■ **What the task asks**
Beginning with the line where "Tag every instance of the flood" occurs, transcribe every line exactly through the last line of the listing below, and no others.

┌──

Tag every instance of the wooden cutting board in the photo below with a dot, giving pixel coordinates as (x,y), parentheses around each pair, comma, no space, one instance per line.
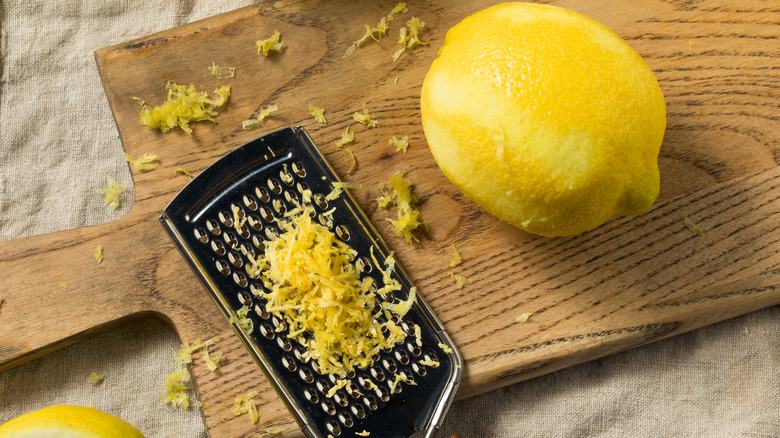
(630,282)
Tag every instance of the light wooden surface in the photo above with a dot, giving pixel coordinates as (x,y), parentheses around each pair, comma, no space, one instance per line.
(632,281)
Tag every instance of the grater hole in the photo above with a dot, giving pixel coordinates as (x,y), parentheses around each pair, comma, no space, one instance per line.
(346,419)
(284,343)
(261,312)
(306,375)
(289,362)
(225,218)
(286,177)
(291,197)
(311,395)
(235,259)
(254,222)
(321,201)
(267,214)
(201,235)
(230,238)
(262,193)
(389,365)
(333,426)
(218,247)
(250,202)
(245,298)
(213,226)
(258,242)
(240,279)
(370,402)
(223,266)
(266,330)
(275,185)
(419,369)
(299,169)
(402,356)
(358,411)
(342,232)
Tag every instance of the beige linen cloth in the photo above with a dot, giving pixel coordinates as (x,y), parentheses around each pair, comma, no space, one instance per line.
(57,144)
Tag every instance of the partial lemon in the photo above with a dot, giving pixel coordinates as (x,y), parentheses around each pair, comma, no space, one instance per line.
(545,118)
(68,422)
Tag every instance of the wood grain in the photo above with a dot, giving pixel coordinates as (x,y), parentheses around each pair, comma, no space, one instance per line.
(632,281)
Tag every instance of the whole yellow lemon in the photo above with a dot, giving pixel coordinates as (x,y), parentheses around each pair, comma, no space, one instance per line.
(65,421)
(545,118)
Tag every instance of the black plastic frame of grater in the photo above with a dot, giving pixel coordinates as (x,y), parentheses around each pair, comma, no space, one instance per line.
(198,220)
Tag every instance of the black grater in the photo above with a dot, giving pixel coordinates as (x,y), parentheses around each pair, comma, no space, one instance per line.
(261,180)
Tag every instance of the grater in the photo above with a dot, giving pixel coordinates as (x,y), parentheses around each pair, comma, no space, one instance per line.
(262,180)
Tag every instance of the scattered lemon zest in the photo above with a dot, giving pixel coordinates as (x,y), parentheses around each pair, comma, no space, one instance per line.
(222,72)
(99,252)
(318,114)
(181,171)
(401,144)
(146,163)
(692,226)
(365,118)
(112,191)
(460,280)
(378,31)
(244,404)
(346,138)
(248,125)
(269,45)
(184,105)
(95,378)
(445,348)
(456,259)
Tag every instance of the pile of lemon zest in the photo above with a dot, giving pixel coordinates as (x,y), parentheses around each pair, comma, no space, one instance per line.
(692,226)
(145,163)
(240,319)
(456,259)
(184,105)
(379,30)
(95,378)
(248,125)
(112,191)
(353,167)
(269,45)
(222,72)
(401,144)
(460,280)
(244,404)
(409,217)
(346,138)
(99,253)
(445,348)
(365,118)
(318,114)
(315,287)
(430,363)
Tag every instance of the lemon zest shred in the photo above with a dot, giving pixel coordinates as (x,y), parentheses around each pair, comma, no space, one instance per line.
(248,125)
(318,114)
(346,138)
(365,118)
(146,163)
(271,44)
(112,191)
(184,105)
(99,252)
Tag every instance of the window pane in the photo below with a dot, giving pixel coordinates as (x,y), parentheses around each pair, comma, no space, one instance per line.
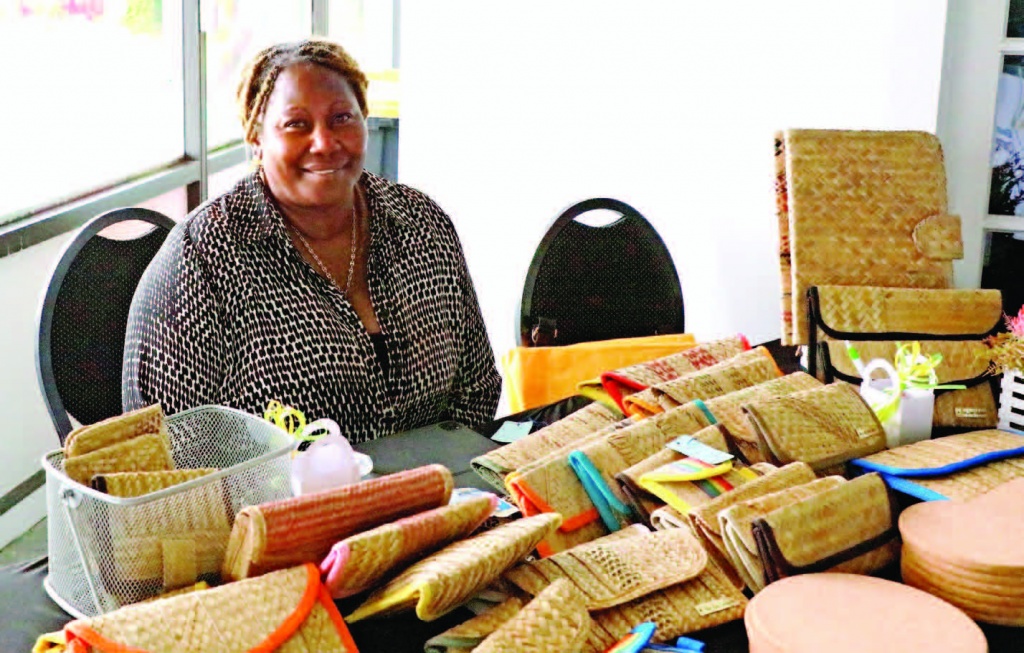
(91,96)
(366,30)
(236,32)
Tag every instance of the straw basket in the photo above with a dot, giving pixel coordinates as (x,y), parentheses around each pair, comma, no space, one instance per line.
(1012,400)
(105,552)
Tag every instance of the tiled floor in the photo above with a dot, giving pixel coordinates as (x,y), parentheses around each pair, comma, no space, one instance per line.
(29,546)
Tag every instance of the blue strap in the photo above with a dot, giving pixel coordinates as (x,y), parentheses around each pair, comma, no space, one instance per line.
(600,494)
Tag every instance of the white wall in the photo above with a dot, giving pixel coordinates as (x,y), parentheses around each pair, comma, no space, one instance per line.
(513,111)
(27,432)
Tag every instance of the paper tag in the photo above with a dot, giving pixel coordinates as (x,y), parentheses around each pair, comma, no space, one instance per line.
(512,431)
(688,445)
(963,411)
(717,605)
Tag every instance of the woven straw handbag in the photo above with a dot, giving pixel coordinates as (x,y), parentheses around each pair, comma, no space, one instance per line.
(864,208)
(496,465)
(823,427)
(665,576)
(742,371)
(302,529)
(728,410)
(361,561)
(452,576)
(620,384)
(957,467)
(287,610)
(551,485)
(850,527)
(950,322)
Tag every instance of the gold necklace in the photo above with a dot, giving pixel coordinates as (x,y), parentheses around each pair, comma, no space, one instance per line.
(352,248)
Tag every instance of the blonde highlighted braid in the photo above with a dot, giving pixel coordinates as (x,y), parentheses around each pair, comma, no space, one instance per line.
(260,75)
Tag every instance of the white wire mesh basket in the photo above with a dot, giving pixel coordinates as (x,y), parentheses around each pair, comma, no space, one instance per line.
(1012,400)
(105,552)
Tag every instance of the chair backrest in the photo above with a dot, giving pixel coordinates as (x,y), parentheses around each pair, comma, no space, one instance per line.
(84,314)
(598,283)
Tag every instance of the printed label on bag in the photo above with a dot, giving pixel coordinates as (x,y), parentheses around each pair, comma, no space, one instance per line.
(962,411)
(690,446)
(711,607)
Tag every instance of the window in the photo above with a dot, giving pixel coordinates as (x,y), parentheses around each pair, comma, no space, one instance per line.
(80,115)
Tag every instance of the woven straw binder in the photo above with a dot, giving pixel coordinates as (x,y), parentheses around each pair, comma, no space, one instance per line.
(823,427)
(287,610)
(302,529)
(359,562)
(865,208)
(448,578)
(495,466)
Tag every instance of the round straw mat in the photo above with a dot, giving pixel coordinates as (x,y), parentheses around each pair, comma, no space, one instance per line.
(847,613)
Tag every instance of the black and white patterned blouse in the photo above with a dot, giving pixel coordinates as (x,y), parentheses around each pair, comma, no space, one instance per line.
(229,313)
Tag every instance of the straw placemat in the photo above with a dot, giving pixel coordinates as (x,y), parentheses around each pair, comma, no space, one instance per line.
(359,562)
(448,578)
(291,531)
(496,465)
(287,610)
(863,208)
(822,427)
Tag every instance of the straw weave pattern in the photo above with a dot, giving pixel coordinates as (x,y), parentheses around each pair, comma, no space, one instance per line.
(854,201)
(555,620)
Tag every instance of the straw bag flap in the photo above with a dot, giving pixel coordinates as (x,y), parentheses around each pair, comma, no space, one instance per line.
(832,527)
(301,529)
(938,236)
(822,427)
(287,610)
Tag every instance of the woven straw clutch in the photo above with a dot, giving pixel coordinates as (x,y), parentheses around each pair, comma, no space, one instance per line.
(496,465)
(860,208)
(823,427)
(550,485)
(302,529)
(728,409)
(361,561)
(957,467)
(448,578)
(288,610)
(622,383)
(742,371)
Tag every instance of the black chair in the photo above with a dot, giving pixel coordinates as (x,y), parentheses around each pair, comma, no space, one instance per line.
(84,315)
(598,283)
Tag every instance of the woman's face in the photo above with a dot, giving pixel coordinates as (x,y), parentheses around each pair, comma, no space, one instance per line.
(313,139)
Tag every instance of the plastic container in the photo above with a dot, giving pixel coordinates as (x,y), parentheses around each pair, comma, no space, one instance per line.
(105,552)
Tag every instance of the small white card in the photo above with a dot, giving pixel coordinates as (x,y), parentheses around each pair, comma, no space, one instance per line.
(690,446)
(512,431)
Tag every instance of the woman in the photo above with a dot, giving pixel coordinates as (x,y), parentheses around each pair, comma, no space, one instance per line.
(312,281)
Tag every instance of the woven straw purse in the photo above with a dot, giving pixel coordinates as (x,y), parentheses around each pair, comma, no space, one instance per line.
(865,208)
(956,467)
(728,409)
(495,466)
(823,427)
(622,383)
(361,561)
(452,576)
(550,485)
(665,576)
(301,529)
(951,322)
(742,371)
(287,610)
(850,527)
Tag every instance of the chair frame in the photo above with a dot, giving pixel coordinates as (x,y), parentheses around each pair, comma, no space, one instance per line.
(44,357)
(525,336)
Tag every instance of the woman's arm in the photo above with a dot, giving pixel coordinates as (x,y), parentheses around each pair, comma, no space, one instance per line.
(173,347)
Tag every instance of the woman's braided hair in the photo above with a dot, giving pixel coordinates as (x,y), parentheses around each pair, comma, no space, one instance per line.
(260,75)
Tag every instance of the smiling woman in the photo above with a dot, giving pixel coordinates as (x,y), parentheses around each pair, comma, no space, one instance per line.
(312,281)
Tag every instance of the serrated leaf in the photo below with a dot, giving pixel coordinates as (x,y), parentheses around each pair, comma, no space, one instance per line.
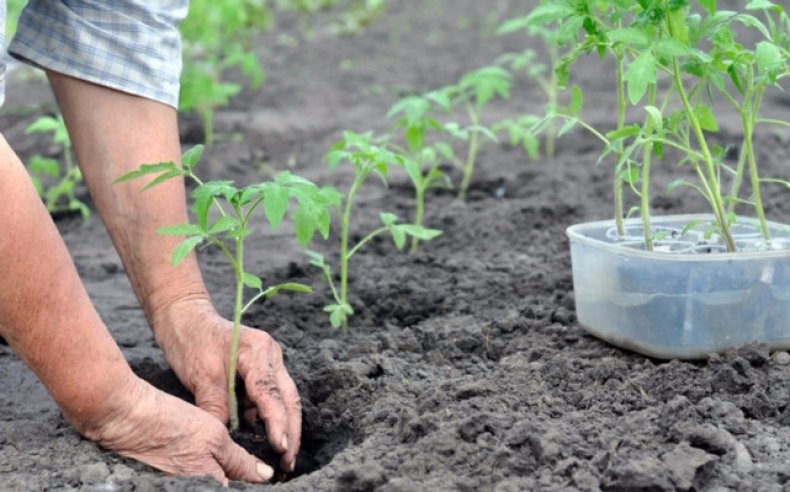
(624,132)
(630,36)
(547,13)
(639,75)
(145,170)
(184,248)
(420,232)
(180,230)
(192,156)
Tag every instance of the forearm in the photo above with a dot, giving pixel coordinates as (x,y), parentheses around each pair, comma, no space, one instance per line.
(114,133)
(45,313)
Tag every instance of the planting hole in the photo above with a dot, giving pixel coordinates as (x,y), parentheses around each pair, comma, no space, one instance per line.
(322,439)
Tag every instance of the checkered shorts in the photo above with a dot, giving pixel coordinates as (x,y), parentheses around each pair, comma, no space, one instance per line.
(131,45)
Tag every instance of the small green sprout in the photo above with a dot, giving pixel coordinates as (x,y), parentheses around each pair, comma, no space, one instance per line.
(367,158)
(422,163)
(223,213)
(55,181)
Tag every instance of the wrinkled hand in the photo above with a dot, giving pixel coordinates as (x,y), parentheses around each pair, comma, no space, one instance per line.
(173,436)
(196,342)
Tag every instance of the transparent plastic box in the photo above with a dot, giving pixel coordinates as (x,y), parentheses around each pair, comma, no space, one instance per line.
(687,298)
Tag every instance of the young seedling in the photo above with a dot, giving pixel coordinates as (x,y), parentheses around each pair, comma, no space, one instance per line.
(55,181)
(696,52)
(414,117)
(224,213)
(218,37)
(475,90)
(546,77)
(367,158)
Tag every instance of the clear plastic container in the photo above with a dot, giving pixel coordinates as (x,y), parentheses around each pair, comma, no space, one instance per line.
(688,297)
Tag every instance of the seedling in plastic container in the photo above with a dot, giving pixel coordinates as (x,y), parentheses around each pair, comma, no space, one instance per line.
(367,158)
(224,213)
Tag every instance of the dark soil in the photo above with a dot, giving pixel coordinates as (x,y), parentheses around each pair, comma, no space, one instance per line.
(465,368)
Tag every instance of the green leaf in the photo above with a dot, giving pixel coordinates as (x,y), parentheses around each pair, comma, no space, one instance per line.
(192,156)
(706,118)
(184,248)
(288,286)
(180,230)
(672,47)
(759,5)
(420,232)
(398,236)
(167,176)
(577,101)
(145,170)
(639,75)
(547,13)
(624,132)
(630,36)
(709,6)
(388,219)
(768,56)
(252,281)
(656,119)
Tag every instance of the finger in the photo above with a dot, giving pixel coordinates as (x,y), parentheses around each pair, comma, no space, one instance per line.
(263,389)
(213,399)
(238,464)
(293,409)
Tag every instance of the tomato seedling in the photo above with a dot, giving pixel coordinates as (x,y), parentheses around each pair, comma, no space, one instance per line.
(217,37)
(697,53)
(367,158)
(224,212)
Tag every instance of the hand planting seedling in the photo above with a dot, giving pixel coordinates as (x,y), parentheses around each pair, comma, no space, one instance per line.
(696,51)
(224,213)
(367,158)
(218,37)
(55,182)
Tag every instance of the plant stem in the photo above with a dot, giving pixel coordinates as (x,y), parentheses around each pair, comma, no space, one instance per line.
(647,155)
(344,254)
(419,213)
(747,120)
(618,183)
(474,120)
(233,356)
(714,189)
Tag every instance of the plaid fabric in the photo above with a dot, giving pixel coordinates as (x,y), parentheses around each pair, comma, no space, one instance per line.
(132,45)
(2,52)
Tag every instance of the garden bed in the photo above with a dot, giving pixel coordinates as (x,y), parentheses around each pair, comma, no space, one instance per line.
(464,368)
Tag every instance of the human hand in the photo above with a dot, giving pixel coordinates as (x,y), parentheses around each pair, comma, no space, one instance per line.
(196,343)
(171,435)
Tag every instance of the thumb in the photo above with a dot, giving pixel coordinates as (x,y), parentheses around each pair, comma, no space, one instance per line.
(238,464)
(214,400)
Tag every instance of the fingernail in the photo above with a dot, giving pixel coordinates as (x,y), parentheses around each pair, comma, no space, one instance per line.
(265,472)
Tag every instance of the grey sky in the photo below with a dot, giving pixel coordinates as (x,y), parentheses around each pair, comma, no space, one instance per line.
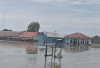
(63,16)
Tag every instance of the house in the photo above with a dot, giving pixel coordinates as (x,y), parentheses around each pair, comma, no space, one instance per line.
(77,39)
(29,36)
(52,36)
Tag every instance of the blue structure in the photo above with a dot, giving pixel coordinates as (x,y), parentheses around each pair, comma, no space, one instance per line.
(49,37)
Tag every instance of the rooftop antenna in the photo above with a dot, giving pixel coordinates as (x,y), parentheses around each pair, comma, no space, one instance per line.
(3,19)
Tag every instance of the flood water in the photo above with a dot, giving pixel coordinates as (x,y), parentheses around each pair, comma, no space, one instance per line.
(31,55)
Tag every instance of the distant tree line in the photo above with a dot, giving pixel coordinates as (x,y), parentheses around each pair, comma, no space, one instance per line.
(95,39)
(33,27)
(6,30)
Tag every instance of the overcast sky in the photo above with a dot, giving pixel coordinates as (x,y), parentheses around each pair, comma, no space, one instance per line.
(63,16)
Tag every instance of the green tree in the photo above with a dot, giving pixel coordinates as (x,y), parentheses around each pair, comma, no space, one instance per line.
(33,27)
(96,39)
(6,30)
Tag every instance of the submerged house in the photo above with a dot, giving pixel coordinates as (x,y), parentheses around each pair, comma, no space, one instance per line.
(77,39)
(29,36)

└──

■ **Result**
Tag every instance of the flood water in the photo above with a dot, giving pixel coordinates as (x,y), parentheses around each pair, comma, no space, one instance per line.
(31,55)
Tag every instance of the distant tree line in the photo above with a dot, giving pixel coordinates as (x,y), parentheses around each pair, comma, no space, one instance per line.
(95,39)
(33,27)
(6,30)
Tag every instance of the overcast sky in the photo above with a dot, giving pixel coordinates as (x,y), parentheses around each pair, comma, no space, one instance per line.
(63,16)
Tag every instance of the green tree in the photo above with a dot, giving pixel coordinates as (x,y), parentheses around each pair, comma, no space, one instance per line.
(33,27)
(96,39)
(6,30)
Tag every instance of the submerged house in the photo above with a dot, giving pixel coordinates as (x,y), parentheses around each pair, comma, no space, one instance per line.
(77,39)
(29,36)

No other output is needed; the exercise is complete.